(Records contained in a dataset)
>>
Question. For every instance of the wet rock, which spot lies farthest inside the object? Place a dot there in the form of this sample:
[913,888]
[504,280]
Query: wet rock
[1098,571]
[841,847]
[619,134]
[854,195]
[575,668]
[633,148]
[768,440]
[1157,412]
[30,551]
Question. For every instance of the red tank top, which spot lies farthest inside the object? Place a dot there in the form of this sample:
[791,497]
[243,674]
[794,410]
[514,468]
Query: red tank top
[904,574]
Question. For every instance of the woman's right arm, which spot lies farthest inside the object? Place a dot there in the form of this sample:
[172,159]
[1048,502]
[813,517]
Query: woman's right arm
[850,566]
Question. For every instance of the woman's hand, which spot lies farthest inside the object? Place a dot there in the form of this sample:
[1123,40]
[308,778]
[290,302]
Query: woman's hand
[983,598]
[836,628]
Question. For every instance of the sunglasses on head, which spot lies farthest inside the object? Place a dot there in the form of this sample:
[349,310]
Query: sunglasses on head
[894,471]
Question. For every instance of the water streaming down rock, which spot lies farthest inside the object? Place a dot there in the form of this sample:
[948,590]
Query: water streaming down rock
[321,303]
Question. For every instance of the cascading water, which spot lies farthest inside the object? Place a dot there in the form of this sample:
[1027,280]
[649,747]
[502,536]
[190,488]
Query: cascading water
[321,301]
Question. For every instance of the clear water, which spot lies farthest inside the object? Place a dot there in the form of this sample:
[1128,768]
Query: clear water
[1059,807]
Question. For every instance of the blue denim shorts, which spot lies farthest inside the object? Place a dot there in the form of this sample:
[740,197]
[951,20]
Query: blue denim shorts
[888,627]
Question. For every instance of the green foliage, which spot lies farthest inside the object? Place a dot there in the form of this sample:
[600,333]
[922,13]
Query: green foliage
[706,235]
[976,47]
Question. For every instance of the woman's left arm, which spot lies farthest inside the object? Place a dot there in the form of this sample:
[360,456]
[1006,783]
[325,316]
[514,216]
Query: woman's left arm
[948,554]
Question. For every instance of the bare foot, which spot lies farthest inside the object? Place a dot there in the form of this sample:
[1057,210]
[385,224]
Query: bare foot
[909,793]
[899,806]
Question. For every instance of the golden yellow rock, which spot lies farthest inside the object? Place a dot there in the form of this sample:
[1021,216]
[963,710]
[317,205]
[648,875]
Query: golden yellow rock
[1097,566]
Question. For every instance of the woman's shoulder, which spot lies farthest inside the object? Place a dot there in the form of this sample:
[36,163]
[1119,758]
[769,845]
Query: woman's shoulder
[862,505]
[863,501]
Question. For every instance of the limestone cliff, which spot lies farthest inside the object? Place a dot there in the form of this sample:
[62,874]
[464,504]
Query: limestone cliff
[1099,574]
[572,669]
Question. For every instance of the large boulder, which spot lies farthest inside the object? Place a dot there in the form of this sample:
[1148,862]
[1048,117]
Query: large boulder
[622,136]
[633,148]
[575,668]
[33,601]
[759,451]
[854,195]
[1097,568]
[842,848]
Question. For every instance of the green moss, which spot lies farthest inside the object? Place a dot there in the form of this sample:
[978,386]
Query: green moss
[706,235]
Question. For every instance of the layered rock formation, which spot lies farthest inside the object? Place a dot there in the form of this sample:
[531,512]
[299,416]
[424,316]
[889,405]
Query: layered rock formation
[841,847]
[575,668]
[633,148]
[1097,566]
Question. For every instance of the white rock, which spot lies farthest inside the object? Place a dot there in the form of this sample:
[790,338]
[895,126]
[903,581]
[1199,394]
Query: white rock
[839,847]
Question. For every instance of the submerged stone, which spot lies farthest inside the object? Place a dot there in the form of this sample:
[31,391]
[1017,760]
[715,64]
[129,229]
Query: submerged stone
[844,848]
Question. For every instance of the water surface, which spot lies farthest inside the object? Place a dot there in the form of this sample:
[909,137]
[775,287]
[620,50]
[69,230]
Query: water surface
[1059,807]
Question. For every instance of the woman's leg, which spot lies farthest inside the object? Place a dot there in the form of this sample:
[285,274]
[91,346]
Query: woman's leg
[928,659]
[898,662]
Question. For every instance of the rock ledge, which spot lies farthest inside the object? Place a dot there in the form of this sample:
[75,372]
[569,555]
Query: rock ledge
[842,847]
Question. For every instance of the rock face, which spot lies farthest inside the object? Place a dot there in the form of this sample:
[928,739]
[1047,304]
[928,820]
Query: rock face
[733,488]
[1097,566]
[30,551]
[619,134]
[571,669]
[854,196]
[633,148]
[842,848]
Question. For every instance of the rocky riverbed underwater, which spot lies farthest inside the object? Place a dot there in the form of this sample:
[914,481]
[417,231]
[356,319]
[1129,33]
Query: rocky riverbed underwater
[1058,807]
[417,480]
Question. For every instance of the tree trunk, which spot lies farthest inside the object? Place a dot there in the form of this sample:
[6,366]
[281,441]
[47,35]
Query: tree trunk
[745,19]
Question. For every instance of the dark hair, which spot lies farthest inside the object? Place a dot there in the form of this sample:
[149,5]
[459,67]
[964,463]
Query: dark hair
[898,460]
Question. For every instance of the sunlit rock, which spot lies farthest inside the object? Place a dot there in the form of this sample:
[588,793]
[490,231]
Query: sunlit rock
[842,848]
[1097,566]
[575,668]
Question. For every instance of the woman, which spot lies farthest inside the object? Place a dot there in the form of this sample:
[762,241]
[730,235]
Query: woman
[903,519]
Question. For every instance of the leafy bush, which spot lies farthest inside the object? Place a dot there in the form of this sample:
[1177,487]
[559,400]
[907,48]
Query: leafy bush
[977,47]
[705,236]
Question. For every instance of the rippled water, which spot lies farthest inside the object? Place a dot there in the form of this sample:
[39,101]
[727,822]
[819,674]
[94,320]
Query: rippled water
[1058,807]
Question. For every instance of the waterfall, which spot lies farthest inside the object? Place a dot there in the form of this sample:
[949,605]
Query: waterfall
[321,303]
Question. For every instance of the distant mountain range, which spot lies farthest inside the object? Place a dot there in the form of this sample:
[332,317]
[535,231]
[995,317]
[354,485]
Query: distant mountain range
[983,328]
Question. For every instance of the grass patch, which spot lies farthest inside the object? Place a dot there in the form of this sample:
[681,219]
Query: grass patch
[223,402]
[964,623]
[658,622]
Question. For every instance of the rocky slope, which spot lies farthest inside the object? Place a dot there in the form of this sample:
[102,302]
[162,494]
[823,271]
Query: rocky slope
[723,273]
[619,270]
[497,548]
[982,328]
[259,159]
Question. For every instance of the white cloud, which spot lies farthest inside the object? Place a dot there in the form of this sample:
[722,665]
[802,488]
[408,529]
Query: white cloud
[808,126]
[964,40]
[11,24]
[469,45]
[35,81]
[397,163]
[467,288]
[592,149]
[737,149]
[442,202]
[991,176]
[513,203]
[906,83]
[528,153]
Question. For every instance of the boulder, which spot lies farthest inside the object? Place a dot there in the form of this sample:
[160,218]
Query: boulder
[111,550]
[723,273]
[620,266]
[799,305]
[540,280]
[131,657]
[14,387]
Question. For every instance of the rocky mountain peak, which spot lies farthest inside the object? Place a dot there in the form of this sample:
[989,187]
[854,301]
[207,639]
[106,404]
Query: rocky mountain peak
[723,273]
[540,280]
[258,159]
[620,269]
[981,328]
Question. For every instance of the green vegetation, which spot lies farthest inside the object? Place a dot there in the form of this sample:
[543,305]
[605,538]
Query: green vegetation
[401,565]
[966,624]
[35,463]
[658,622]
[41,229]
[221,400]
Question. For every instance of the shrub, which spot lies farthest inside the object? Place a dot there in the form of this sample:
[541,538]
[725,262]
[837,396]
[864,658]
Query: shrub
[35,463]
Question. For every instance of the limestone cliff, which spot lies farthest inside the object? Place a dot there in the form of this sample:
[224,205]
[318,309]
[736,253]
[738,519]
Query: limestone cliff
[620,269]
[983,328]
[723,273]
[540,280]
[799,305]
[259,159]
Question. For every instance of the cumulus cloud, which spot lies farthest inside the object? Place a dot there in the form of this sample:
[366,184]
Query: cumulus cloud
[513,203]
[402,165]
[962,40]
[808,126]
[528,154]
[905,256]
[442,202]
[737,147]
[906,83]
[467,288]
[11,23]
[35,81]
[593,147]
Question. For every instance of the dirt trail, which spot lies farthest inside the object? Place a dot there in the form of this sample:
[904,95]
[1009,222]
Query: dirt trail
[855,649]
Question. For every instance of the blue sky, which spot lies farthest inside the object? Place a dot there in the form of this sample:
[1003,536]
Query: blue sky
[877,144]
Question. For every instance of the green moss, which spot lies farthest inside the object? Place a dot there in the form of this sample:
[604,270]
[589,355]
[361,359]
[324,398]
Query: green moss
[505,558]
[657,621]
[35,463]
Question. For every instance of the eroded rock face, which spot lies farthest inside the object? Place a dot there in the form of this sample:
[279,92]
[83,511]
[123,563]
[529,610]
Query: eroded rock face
<<
TASK REQUIREMENTS – Your task is to write out the lines from the one with "Question. For every instance of the cumulus" through the end of the records, exactly and with nothing added.

REPLY –
Question. For every instance of the cumulus cloud, which spot lies farthest inside the object? Place a dot there in the form of this sample:
[366,184]
Query: cumulus cloud
[513,203]
[402,165]
[962,40]
[808,126]
[528,154]
[905,256]
[442,202]
[737,147]
[906,83]
[467,288]
[11,23]
[35,81]
[593,147]
Question. For every instance of the dirt trail, which spot lies farthest inside the object? Place a dot there in the form of this sample:
[904,95]
[1009,222]
Query: dirt trail
[855,649]
Question. For every instance of the blue sky, which spot lies farthest inside the object? Place a dot there in the form of this sample:
[1003,536]
Query: blue sky
[877,144]
Question. For every instance of the green moss, which spot lies farthest inside the object? Place a dot there in the form of this sample:
[604,270]
[589,355]
[361,359]
[324,398]
Query: green moss
[505,558]
[657,621]
[35,463]
Question. For every instance of the eroded rock face, which spot lies farthest inside the object? Place a dot there in the form of this sample:
[279,92]
[83,511]
[123,563]
[529,610]
Query: eroded rock face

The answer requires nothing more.